REQUEST: Reproduce every one of the entries below word for word, keeping each line unchanged and in its original order.
— Start DATA LINES —
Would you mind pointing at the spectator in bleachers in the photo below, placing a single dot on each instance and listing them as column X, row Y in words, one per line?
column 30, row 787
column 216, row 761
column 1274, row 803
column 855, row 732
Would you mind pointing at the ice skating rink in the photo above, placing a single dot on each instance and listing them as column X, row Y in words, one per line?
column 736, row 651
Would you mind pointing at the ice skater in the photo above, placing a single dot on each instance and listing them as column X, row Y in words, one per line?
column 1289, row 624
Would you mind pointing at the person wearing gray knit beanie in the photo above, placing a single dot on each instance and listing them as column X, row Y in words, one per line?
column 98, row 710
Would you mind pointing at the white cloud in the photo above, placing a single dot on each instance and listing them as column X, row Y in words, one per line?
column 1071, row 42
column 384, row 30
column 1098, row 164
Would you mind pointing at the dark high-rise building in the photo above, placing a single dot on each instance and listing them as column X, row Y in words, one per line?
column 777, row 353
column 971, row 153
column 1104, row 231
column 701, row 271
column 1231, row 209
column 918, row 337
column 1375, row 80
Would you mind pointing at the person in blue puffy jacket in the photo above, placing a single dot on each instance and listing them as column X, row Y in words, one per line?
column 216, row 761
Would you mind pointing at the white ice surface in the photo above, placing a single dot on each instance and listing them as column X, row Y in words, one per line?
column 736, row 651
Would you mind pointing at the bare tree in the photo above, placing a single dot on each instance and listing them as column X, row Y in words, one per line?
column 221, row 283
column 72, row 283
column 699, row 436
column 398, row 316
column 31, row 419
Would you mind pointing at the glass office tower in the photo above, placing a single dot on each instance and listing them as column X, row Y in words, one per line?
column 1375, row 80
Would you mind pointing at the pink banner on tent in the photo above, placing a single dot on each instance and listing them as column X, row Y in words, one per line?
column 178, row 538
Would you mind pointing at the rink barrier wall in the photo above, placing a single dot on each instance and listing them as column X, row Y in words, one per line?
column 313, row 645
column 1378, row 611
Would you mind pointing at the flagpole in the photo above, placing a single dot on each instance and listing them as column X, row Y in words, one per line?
— End DATA LINES —
WRITTEN ANSWER:
Would you mind pointing at the spectator in bleachers in the photo below, placing a single dot on each instance and listing them as column X, row Y in words, one per line?
column 30, row 787
column 216, row 761
column 1274, row 803
column 855, row 732
Would you mind pointing at the ice skating rink in the photo above, placing a single dot on each instance and listing them as column X, row Y in words, one per line?
column 736, row 651
Would you mind pointing at the ice skater in the photo above, placing a single dot on each instance and listing them as column X, row Y in words, one per line?
column 1289, row 624
Would you mind pointing at the person wearing gray knit beanie in the photo above, placing a single dot on each instance and listing them as column X, row Y in words, one per line?
column 98, row 710
Would you mind pointing at the white cloud in the photo above, placing a single dot on each instance and listing them as column X, row Y in words, one per line?
column 1071, row 42
column 384, row 30
column 1098, row 164
Would you mind pointing at the dark high-rise building in the photo above, placing a single dot on each instance and listing them as column X, row Y in words, one per line?
column 777, row 353
column 971, row 153
column 1104, row 231
column 701, row 271
column 1231, row 209
column 918, row 337
column 1375, row 80
Would you mind pointing at the person in blue puffy jacket in the photo above, placing a single dot on each instance and listing them as column X, row Y in words, one per line?
column 216, row 761
Would you mind pointing at the white ice surface in the photo above, placing a single dot on each instance and listing them as column X, row Y in words, one per line?
column 736, row 651
Would you mind pointing at the bare tree in the photo above, placing a single dot on each instance and listing them as column X, row Y in words, one per line?
column 221, row 283
column 72, row 283
column 699, row 436
column 398, row 316
column 31, row 419
Would you mind pointing at the glass office tower in the photo above, placing a single dot on each instance and listing them as column X, row Y in words, one per line?
column 1375, row 80
Would you mind pointing at the pink banner on tent in the photo above, placing a single dot on each instance and listing them as column X, row Y in words, one per line?
column 178, row 538
Would you mind pointing at the rink barrier wall in the photo above, placing a single dot on each instance and listing them as column X, row Y in words, one per line?
column 313, row 645
column 1378, row 611
Would you mind pointing at the flagpole in the photo above, placing a single dot on each instance and listing them as column X, row Y in words, one per line?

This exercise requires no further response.